> **Extrait à lire**:
§ §

Avant-Critique Récit

Qomolangma, 8 882 m. Dans les pays himalayens (Népal, Inde, Tibet), dont la Chine, à l'origine, ne faisait pas partie, le mont Everest se nomme Qomolangma. C'est une déesse, comme Annapurna. À partir des années 1950, pour des raisons de propagande, Mao, à peine installé au pouvoir, s'était mis en tête que des alpinistes chinois seraient en mesure de conquérir ce sommet, le plus haut du monde, à partir du versant tibétain. Le « Pays des neiges » subissant, dès 1950, une première invasion massive qui conduira à l'écrasement de 1959, à la fuite du dalaï-lama en exil vers l'Inde (où il réside toujours), puis à l'annexion et au génocide culturel désormais accomplis et irréversibles.

Or, il n'y avait pas d'alpinistes chinois ! Le dictateur communiste s'est donc tourné vers le « pays frère » (de l'époque), c'est-à-dire l'URSS de Staline, qui s'était servi de l'alpinisme pour légitimer son règne, et de Khrouchtchev qui, lui, s'en fichait. Et c'est en écrivant son récit sur les Alpinistes de Staline (Stock, 2020, prix Albert-Londres du livre), que Cédric Gras est tombé sur ces pionniers chinois, quasiment inconnus en Occident, mal documentés dans leur propre pays, et retombés dans l'oubli après une courte période de gloire. C'étaient des étudiants, des paysans, des ouvriers, sans expérience aucune, recrutés de force et formés à la hâte par leurs homologues russes. Puis lancés à l'assaut des montagnes, d'abord en collaboration, ensuite seuls. Ils s'appelaient Xu Jing, Liu Lianman, Shi Zhanchun, Wang Fuzhou, Qu Yinhua, sans oublier le sherpa Gonpo, un Tibétain collabo des Chinois, qui a fait une petite carrière au sein du Parti. En 2008, c'est lui qui, à Lhassa, a brièvement porté la flamme olympique, tandis que ses frères et de jeunes moines s'immolaient pour attirer l'attention du monde libre sur le sort de leur pays martyr. En vain.

§ §

> **Données sources**:
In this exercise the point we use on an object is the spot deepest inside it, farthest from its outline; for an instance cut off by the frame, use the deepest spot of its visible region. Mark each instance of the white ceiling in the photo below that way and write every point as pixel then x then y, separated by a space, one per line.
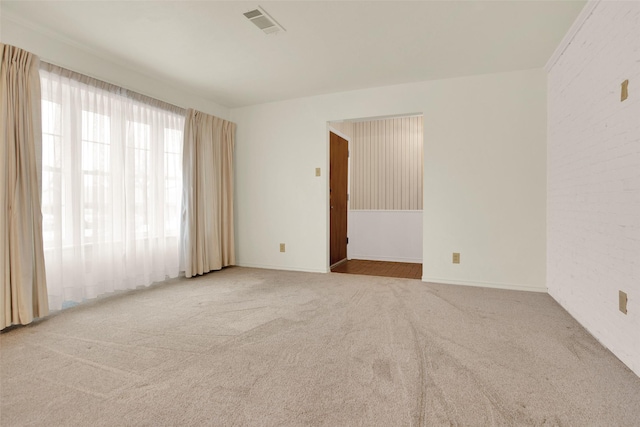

§ §

> **Consignes de travail**:
**a.** Répondez à ces questions sur le texte consacré aux alpinistes chinois :
(i) Quel nom porte le mont Everest dans les pays himalayens ?
(ii) Quel livre de Cédric Gras, paru chez Stock en 2020, a reçu le prix Albert-Londres du livre ?
(iii) En quelle année et dans quelle ville Gonpo a-t-il porté la flamme olympique ?
**b.** Prolongez le texte sur les pionniers chinois de l'Everest à partir de sa dernière phrase, « En vain. »
Les lignes ne jouent aucun rôle dans ce travail.

> **Réponses par consigne**:
**a.**
(i) Qomolangma.
(ii) Alpinistes de Staline.
(iii) En 2008, à Lhassa.

**b.**
Cédric Gras, qui connaît bien la zone, s'est passionné pour cette histoire et s'est donné du mal, d'après ce qu'il raconte, pour la reconstituer, comme si on y était. Aucun détail sur les différentes tentatives ne lui échappe, jusqu'à l'apothéose un peu ridicule du 25 mai 1960 : Wang, Qu et Gonpo atteignent le sommet, à 8 882 mètres d'altitude, où ils plantent un drapeau chinois et déposent un buste de Mao en plâtre... Qui ne seront jamais retrouvés. De là à accréditer la thèse de l'affabulation. Les trois hommes n'ont pris aucune photo, et nulle trace de leur passage n'a été relevée par leurs successeurs. Peu importe. À l'heure où, du côté népalais (ancienne monarchie hindoue déstabilisée et satellisée par la Chine), l'Everest est devenu un spot touristique, il était légitime de ressusciter ses pionniers, dans un récit enlevé et très personnel.

Cédric Gras
Alpinistes de Mao
Stock
Tirage: 8 000 ex.
Prix: 20,90 € ; 304 p.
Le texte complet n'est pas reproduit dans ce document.